:: Task prompt ::
Reproduce verbatim the lines of the entries below, from the line containing "Scan for green textured" up to and including the line containing "[[229, 139, 294, 185]]".

───── Task inputs

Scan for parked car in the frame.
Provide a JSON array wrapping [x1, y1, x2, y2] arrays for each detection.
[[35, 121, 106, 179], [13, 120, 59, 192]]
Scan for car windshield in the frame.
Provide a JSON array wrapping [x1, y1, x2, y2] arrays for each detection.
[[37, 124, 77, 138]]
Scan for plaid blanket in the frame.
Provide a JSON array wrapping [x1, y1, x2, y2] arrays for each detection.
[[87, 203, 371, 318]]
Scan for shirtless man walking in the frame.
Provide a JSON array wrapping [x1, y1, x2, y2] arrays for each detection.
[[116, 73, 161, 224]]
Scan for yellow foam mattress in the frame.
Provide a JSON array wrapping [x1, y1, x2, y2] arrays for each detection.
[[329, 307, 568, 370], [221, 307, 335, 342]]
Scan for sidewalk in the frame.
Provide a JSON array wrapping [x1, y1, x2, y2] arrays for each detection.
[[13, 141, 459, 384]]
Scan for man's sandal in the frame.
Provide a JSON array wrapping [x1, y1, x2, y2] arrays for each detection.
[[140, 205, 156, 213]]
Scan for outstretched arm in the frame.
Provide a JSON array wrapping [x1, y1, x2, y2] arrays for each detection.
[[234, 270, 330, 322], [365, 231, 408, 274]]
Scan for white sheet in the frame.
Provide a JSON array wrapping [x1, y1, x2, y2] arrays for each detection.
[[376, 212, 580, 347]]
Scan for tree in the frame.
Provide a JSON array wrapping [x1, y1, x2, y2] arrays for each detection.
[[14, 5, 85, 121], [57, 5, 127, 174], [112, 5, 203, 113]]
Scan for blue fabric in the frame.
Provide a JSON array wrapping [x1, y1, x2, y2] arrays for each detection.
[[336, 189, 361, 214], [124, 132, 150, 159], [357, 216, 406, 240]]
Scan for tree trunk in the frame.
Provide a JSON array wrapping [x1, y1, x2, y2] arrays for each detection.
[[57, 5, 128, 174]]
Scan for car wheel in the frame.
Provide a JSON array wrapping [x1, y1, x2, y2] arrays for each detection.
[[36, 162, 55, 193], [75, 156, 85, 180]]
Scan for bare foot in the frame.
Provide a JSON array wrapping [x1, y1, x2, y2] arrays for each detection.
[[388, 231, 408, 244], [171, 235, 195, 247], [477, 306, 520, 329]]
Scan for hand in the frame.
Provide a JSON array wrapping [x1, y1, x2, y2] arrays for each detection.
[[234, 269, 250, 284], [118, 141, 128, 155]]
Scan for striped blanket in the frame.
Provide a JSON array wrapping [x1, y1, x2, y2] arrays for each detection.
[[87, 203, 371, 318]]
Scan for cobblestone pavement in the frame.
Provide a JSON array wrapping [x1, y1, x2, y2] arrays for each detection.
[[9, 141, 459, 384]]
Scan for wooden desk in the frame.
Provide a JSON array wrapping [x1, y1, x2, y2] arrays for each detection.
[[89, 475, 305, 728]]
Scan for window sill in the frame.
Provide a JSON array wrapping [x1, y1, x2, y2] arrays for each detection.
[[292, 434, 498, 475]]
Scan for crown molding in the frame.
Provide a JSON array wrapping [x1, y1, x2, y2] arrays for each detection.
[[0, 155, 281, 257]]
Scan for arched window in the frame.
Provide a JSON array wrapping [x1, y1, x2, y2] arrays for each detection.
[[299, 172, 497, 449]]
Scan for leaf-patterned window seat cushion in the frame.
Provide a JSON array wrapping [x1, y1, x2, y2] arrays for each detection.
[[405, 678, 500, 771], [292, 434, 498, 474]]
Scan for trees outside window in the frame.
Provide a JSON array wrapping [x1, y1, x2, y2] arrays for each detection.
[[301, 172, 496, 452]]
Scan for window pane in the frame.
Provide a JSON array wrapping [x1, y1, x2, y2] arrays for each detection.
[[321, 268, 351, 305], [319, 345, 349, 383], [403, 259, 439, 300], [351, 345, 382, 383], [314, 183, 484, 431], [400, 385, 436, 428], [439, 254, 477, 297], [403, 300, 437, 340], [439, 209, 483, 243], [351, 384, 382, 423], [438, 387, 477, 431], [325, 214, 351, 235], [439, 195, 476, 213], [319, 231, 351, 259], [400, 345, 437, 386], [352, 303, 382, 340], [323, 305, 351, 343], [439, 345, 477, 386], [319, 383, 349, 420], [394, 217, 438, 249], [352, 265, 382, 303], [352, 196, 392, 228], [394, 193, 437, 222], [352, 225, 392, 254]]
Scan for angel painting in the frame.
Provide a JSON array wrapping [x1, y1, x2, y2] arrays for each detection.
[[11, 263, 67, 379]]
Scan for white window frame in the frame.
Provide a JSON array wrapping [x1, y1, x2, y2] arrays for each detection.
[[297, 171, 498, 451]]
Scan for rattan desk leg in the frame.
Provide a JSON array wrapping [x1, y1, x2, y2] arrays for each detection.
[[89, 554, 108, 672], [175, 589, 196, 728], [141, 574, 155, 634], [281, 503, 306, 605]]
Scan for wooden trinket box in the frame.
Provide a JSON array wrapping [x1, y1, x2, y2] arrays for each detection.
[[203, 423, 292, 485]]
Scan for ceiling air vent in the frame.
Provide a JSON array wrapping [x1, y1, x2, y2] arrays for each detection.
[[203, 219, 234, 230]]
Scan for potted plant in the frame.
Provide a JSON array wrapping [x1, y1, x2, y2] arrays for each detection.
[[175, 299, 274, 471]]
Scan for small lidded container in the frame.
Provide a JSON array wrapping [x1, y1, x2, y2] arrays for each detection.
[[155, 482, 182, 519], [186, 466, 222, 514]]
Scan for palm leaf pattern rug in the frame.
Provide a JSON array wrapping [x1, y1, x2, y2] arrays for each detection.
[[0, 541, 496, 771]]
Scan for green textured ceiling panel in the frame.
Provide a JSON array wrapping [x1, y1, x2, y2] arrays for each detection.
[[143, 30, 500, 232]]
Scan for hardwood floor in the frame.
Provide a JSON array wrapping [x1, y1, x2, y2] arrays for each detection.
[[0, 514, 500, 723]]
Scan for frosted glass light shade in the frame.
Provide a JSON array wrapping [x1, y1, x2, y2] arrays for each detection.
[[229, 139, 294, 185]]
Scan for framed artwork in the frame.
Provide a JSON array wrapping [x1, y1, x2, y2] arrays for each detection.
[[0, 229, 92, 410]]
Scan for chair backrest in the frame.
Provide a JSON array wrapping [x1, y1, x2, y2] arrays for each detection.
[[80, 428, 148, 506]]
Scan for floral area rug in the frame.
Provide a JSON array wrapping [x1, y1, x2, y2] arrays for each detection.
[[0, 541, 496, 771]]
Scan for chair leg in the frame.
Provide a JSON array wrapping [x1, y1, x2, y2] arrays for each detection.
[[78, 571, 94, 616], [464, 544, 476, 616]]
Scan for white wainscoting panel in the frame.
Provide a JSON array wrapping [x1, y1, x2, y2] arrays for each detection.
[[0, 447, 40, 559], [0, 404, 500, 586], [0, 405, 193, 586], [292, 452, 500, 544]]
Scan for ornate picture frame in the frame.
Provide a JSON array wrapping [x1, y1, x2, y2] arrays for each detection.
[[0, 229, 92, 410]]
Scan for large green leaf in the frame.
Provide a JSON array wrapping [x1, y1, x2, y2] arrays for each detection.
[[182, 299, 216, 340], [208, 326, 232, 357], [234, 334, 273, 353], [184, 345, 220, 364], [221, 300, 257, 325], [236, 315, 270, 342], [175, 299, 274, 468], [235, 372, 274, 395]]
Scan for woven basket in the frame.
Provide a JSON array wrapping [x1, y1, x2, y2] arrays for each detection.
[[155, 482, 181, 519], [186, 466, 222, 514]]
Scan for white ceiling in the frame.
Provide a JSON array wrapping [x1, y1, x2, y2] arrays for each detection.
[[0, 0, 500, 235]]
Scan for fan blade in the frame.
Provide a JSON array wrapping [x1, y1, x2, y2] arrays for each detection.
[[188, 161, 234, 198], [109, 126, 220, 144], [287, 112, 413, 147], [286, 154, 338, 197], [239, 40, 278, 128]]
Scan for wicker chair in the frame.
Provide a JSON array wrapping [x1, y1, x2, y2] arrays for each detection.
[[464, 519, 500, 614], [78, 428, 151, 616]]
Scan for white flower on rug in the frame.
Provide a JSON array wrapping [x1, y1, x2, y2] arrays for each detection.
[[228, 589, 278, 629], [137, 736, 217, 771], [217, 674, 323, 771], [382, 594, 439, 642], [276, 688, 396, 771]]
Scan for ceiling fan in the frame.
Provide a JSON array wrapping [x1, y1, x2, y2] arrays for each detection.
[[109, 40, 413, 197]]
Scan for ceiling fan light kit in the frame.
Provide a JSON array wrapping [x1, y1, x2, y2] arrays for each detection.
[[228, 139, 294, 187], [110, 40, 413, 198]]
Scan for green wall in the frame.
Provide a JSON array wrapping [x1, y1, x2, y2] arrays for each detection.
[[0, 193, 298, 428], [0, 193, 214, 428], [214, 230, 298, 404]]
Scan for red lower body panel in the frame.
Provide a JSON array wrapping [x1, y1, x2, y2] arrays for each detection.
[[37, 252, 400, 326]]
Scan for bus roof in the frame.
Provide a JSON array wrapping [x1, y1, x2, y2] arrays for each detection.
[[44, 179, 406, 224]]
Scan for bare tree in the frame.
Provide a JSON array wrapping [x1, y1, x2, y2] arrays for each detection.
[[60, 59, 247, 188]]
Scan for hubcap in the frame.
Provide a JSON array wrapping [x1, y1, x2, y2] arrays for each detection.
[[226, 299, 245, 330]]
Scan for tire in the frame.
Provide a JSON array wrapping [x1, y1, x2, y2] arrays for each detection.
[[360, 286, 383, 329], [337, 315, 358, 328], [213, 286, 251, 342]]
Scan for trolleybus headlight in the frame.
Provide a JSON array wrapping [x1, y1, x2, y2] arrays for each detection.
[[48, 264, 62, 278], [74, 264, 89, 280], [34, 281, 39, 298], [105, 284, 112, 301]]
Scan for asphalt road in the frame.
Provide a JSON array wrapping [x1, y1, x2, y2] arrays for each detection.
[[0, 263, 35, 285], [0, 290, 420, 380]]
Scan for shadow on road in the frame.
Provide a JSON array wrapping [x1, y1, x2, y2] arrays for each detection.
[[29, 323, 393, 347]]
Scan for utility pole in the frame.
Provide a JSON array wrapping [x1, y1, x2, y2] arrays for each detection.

──────────

:: Exercise solution ::
Scan for green textured ceiling panel in the frame.
Provide a JSON array wrapping [x1, y1, x2, y2] arrays for each detection.
[[143, 30, 500, 232]]
Scan for hardwood floor in the frame.
Provide a JSON array wrapping [x1, y1, x2, y2] arrays for each detection.
[[0, 514, 500, 723]]
Scan for frosted glass light shade in the frame.
Provide a JSON array wrapping [x1, y1, x2, y2] arrays for each detection.
[[229, 139, 294, 185]]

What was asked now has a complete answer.